TASK OBJECTIVE - List every line of the material that contains the string "veining", treating uppercase and lowercase letters as distinct.

(Stored data entries)

* * *

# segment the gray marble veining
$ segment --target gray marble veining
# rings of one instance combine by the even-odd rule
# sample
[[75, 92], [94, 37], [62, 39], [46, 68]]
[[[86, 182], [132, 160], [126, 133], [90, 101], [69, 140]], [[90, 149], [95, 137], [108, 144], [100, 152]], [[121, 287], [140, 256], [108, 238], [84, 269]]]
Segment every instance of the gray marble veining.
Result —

* * *

TASK OUTPUT -
# segment the gray marble veining
$ segment --target gray marble veining
Segment every instance of the gray marble veining.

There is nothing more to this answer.